Selected text ::
★ ★ ★ ★ ★ ★ ★

Images from 2D TIRF-SIM-TFM and aTFM microscopic methodologies.
Images from 2D TIRF-SIM-TFM and aTFM microscopic methodologies.

Two recent publications from the Biophysical Immunology Lab, led by Prof Fritzsche at the Rosalind Franklin Institute and Kennedy Institute of Rheumatology at the University of Oxford, have established novel methodologies to measure the small forces occurring in immune cells during an immune response.

The work, led by Dr. Huw Colin-York and Liliana Barbieri in Prof Marco Fritzsche's group, develops and applies new force probing methodologies by combining traction force microscopy and the unique TIRF-SIM technology established between the Fritzsche and Dustin groups in close collaboration with Prof Dong Li (Institute of Biophysics at the Chinese Academy of Science) and Prof Eric Betzig (HHMI Janelia, Noble Laureate in chemistry 2014) at the Kennedy. 

Quantifying small, rapidly evolving forces generated by cells of the immune system is a major challenge for the understanding of biomechanics and mechanobiology in health and disease. The establishment of the two force probing methods allows for measurement of small forces on the pico-Newton range at unprecedented sensitivity in 2D and 3D.

Prof Fritzsche says: "These methods offers a combination of spatio-temporal resolution enhancement relevant to forces on the nano- and sub-second scales, opening up new aspects of mechanobiology of the immune response to analysis."

★ ★ ★ ★ ★ ★ ★

Provided records ::
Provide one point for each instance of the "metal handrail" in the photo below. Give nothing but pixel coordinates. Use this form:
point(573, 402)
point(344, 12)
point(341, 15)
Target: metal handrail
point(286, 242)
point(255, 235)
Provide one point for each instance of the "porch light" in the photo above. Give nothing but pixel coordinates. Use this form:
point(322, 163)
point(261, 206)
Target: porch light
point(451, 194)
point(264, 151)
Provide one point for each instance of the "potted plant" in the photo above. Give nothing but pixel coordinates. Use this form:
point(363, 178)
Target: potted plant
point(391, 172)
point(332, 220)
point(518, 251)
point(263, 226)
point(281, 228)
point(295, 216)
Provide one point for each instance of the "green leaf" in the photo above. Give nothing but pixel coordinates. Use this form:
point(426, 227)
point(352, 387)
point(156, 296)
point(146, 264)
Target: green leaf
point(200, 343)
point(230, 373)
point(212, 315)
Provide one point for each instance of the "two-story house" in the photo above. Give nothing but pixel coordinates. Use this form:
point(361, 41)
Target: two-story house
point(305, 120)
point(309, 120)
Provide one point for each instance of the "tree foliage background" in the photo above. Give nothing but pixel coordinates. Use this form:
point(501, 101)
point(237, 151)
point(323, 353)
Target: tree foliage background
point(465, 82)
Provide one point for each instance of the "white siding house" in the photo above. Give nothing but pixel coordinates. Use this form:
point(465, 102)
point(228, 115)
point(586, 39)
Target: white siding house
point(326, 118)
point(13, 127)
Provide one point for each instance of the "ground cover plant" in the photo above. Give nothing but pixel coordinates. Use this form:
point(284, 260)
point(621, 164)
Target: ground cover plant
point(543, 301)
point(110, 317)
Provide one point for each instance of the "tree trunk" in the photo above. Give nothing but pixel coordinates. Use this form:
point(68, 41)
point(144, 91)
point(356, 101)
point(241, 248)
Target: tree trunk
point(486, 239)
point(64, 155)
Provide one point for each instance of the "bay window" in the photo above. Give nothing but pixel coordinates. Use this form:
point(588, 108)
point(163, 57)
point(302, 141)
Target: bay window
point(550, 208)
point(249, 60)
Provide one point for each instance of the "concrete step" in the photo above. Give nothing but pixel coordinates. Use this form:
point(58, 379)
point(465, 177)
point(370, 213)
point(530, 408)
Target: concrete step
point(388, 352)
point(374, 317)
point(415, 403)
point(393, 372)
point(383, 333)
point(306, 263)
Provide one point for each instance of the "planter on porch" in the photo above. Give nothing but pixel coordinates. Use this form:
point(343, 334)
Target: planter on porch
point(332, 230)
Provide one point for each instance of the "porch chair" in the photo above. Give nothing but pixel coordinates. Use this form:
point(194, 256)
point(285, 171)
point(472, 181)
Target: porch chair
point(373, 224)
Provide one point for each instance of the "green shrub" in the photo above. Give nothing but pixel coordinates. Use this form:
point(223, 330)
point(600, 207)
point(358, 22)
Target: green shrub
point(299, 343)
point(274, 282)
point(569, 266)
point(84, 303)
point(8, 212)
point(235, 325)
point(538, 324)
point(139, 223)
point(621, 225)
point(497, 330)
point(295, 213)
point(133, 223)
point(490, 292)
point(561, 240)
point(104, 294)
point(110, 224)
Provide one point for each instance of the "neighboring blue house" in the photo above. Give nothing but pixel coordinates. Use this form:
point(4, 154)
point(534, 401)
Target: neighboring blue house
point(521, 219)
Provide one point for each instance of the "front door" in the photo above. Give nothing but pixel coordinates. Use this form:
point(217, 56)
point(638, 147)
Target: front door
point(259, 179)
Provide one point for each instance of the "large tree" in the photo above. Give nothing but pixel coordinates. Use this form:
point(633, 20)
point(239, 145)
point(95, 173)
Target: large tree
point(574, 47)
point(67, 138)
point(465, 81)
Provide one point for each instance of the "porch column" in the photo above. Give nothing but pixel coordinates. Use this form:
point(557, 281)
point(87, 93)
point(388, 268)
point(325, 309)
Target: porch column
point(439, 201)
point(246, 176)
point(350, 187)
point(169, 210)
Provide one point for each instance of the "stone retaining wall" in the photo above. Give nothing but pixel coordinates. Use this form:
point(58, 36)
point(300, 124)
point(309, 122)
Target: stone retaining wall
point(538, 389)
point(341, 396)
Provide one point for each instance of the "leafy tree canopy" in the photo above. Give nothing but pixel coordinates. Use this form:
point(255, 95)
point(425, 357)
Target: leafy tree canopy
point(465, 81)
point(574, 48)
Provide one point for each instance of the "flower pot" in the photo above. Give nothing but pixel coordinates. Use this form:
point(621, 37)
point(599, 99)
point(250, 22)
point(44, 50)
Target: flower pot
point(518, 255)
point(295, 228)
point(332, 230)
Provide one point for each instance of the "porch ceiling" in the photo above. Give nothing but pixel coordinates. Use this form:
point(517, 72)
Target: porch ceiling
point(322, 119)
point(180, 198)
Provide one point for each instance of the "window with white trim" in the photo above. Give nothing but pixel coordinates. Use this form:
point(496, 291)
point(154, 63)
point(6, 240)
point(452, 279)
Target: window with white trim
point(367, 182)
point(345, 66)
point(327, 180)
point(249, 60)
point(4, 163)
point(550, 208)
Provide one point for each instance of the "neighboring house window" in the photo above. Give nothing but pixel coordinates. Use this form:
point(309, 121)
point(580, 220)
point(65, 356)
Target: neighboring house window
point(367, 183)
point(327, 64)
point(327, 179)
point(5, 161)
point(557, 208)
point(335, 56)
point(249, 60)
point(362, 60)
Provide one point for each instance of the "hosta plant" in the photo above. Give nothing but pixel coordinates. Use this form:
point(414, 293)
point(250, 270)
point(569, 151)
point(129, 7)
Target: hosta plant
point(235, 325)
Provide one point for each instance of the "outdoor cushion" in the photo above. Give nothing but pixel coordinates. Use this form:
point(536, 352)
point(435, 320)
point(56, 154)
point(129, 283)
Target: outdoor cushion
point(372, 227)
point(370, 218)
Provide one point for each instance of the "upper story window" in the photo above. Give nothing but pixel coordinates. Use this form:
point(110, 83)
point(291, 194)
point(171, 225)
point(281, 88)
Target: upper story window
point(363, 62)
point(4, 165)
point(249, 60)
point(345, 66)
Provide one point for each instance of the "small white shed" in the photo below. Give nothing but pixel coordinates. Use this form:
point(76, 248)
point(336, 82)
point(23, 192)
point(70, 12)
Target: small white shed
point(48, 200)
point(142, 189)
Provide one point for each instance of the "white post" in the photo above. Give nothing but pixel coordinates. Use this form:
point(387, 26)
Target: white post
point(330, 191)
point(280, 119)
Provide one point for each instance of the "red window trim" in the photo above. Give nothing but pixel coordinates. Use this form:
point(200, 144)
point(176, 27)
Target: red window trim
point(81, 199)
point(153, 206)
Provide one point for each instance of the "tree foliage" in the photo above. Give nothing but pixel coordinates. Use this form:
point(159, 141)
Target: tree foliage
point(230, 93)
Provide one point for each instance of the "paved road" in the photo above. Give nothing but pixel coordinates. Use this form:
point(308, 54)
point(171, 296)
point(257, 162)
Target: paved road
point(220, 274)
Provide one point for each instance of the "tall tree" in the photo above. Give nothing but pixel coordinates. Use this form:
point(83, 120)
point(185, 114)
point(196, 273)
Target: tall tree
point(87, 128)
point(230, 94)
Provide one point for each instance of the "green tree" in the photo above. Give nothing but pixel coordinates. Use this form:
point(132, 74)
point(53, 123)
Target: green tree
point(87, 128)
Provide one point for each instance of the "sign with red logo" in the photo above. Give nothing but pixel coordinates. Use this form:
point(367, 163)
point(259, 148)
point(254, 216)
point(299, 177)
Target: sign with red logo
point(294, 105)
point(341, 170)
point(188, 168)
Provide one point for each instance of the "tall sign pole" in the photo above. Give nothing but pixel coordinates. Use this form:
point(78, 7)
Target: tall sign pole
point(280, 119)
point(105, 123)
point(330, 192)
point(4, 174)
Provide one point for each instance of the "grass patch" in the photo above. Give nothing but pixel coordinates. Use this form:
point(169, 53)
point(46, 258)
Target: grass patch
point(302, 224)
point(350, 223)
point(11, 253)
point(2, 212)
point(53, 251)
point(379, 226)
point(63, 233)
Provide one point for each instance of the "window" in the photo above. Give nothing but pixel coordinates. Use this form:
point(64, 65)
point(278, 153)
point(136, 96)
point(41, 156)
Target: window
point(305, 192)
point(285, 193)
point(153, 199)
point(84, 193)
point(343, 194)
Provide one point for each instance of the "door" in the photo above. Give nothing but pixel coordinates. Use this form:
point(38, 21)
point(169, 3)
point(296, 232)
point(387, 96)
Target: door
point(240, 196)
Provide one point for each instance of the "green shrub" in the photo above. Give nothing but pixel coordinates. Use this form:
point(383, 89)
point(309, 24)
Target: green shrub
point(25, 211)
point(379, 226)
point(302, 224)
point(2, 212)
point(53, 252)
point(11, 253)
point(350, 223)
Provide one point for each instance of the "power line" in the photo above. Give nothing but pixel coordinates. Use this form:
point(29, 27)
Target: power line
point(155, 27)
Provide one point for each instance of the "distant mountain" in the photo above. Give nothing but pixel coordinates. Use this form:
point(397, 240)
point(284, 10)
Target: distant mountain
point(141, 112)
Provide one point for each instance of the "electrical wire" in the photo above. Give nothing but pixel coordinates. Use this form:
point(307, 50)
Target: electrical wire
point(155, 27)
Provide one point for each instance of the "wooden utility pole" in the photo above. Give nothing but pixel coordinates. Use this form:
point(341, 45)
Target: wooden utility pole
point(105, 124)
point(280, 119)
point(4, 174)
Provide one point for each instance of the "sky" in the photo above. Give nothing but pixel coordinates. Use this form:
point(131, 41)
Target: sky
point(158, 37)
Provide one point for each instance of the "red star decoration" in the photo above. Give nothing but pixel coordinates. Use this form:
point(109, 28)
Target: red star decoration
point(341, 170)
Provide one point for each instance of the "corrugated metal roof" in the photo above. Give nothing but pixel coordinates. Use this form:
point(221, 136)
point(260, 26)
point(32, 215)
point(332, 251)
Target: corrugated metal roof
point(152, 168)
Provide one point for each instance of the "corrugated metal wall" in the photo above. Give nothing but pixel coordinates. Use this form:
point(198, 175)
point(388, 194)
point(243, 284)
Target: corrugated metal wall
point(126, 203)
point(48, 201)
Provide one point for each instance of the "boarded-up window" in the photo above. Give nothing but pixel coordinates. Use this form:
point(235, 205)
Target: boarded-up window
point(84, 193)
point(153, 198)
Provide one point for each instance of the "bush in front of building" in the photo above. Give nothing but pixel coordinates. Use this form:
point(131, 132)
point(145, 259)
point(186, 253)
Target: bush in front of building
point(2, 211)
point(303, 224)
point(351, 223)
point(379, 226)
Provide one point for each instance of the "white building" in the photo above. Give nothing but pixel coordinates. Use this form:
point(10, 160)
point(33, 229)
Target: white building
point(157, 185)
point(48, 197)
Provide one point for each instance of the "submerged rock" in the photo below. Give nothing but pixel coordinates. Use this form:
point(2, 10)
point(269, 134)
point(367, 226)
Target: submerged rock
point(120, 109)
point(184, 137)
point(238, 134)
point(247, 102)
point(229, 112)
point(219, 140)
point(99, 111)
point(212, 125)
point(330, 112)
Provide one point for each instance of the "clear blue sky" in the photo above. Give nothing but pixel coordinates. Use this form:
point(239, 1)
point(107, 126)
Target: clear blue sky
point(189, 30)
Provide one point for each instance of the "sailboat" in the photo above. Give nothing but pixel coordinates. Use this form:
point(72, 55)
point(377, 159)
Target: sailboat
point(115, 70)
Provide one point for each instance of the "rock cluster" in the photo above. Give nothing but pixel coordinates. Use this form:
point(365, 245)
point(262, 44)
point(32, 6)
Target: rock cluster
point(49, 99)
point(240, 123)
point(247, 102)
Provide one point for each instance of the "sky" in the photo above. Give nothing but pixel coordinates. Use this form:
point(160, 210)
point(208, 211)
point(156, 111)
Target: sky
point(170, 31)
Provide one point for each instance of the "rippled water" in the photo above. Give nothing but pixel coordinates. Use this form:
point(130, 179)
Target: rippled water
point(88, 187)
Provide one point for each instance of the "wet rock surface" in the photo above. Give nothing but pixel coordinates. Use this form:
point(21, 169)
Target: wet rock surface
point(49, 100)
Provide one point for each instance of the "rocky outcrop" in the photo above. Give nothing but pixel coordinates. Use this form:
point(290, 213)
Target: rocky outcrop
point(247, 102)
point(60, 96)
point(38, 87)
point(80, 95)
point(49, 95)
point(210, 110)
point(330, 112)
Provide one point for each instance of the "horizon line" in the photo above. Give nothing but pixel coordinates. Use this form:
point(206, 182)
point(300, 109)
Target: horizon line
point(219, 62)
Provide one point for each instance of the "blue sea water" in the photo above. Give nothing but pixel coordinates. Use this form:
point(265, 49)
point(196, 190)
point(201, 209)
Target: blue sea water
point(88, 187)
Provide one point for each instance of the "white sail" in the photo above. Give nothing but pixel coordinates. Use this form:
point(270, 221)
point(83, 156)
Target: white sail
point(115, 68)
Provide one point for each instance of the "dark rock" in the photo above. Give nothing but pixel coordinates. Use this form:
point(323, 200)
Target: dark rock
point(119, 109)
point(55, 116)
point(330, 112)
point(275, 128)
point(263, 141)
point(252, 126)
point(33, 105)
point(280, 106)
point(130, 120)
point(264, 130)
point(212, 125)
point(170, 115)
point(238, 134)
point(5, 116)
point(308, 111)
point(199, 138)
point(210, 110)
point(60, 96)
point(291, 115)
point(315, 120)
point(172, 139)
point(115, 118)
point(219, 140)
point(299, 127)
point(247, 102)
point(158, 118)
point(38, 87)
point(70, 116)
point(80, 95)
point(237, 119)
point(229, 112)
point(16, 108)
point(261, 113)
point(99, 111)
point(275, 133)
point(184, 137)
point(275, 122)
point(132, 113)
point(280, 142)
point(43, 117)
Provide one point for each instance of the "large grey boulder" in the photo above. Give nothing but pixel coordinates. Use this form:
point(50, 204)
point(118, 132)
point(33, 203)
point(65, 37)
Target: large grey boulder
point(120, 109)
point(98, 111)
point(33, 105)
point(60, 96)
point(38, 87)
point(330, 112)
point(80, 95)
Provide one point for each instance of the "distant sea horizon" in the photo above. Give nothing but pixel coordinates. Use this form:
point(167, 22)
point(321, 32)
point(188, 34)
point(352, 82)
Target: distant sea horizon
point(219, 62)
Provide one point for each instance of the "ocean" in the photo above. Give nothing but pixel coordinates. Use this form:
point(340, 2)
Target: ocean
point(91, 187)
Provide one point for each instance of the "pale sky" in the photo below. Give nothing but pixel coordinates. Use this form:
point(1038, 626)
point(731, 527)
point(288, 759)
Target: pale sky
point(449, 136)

★ ★ ★ ★ ★ ★ ★

What this task involves :: Resume the news item on the new ways to measure forces in immune cells, starting right after its last sentence.

Answer area ::
The study was carried out in close collaboration with Prof Dustin at the Kennedy Institute and Prof Emad Moendarbary's group at UCL and was published in two papers in Nature Communications earlier this month.

Li D*, Colin-York H*, Barbieri L*, Javanmardi Y, Guo T, Korobchevskaya K, Moendarbary E, Li D, Fritzsche M, Astigmatic Traction force microscopy (aTFM), Nature Communications, 2021 (*co-first authors). 

Barbieri L*, Colin-York H*, Korobchevskaya K*, Li D, Karedla N, Schneider F, Dustin M, Li D, Fritzsche M, Two-dimensional TIRF-SIM Traction Force Microscopy (2D TIRF-SIM-TFM), Nature Communications, 2021 (*co-first authors). 

Korobchevskaya K, Colin-York H, Barbieri L, Fritzsche M, Extended mechanical force measurements using structured illumination microscopyPhilosophical Transactions Royal Society A, 2021.